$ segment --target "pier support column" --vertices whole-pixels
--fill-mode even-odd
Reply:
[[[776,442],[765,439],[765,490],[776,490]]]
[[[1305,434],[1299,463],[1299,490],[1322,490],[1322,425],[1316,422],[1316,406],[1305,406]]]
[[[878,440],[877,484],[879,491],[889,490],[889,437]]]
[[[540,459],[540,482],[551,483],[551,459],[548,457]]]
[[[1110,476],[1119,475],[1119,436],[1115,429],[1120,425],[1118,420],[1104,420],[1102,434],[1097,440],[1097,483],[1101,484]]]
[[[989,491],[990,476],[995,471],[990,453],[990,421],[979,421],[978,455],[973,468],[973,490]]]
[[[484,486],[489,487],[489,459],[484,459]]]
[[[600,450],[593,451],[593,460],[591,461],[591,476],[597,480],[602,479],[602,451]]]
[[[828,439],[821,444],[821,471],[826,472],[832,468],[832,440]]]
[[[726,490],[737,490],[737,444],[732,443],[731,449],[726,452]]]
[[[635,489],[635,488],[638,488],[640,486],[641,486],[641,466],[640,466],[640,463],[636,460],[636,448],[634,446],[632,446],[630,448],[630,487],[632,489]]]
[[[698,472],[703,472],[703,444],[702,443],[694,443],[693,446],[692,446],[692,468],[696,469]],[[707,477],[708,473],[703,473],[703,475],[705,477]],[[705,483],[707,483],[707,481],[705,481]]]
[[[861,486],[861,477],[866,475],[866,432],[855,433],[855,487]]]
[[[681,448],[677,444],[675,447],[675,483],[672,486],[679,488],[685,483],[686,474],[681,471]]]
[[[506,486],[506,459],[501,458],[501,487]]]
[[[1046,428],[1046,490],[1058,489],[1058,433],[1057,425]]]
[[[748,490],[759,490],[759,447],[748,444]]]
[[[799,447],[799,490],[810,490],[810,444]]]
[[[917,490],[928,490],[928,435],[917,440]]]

WHAT IS EXPECTED →
Your output is to be the lines of the listing, exact and complete, starting at the first and ending with the line that contains "--fill-mode even-odd".

ANSWER TO THIS EXERCISE →
$ segment --target "pier support column" --vertices whole-pixels
--fill-mode even-odd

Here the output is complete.